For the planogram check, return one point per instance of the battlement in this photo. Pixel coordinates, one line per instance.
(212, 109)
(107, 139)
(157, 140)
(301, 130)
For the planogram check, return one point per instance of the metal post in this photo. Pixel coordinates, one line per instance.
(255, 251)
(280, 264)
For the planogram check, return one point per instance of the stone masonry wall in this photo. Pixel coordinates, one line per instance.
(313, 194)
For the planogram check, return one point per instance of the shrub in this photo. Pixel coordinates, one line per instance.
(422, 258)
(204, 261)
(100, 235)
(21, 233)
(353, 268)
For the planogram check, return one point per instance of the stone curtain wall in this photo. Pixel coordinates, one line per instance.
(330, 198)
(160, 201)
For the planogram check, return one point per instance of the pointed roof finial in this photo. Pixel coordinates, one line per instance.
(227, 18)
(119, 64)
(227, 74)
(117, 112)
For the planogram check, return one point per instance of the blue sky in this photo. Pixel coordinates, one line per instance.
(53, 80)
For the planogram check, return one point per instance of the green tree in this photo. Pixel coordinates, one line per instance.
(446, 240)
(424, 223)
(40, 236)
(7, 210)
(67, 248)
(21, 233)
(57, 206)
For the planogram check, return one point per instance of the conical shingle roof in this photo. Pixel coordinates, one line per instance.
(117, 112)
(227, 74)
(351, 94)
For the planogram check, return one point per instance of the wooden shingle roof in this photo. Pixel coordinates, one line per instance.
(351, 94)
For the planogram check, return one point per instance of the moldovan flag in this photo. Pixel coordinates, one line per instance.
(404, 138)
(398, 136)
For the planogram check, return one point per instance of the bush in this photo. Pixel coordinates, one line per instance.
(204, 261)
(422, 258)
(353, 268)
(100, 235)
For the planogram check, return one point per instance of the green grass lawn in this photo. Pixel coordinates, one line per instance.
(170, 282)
━━━━
◆ **Action item**
Every entry shown earlier is to be returned exactly, line for line.

◆ **Problem solution**
For the planogram check, return one point per instance of the battlement in this photo. Pixel coordinates, one line per instance.
(212, 109)
(107, 139)
(157, 140)
(301, 130)
For the planogram check, return one point per instance of the metal post in this photo. Pixel coordinates, one line per instance.
(255, 251)
(280, 264)
For the planogram check, return one point per instance of the stone masonry wall in this photo. Pixel coordinates, one line per instance.
(313, 194)
For the planogram check, return one point per instance of the shrub in this photo. Pixel coordinates, one line per instance.
(422, 258)
(204, 261)
(100, 235)
(21, 233)
(353, 268)
For the planogram check, return one point per instance of the stone curtain wall in this photo. Pixel coordinates, one line per instance.
(330, 198)
(160, 201)
For the planogram check, return one point per instance of the pointed roof finial in this photo. Pixel coordinates, one line per instance.
(227, 18)
(119, 64)
(227, 74)
(117, 112)
For the planogram check, return one point per instance of the blue sky in this photo. Pixel coordinates, one line per instance.
(53, 80)
For the planogram check, return one point per instance of the green tree in this photo. Pixel coordinates, one line per instance.
(446, 240)
(424, 223)
(40, 236)
(7, 210)
(67, 248)
(21, 233)
(57, 206)
For the planogram check, return one point per instance of the conical shingle roof in this photo. Pixel coordinates, one line per instance.
(117, 112)
(227, 74)
(351, 94)
For the planogram check, return one point per instance of the wooden shingle roof in this photo. Pixel coordinates, one line per instance.
(351, 94)
For the planogram check, return one point per instance of the moldovan flag in this photo. Pixel coordinates, one line per instance.
(404, 138)
(398, 136)
For the planogram check, return one point per instance of the bush in this photo. Pixel coordinates, one line per instance.
(204, 261)
(422, 258)
(353, 268)
(100, 235)
For the planogram check, return one point per instance of the green grass lawn in this photo. Pixel coordinates, one line per instance.
(170, 282)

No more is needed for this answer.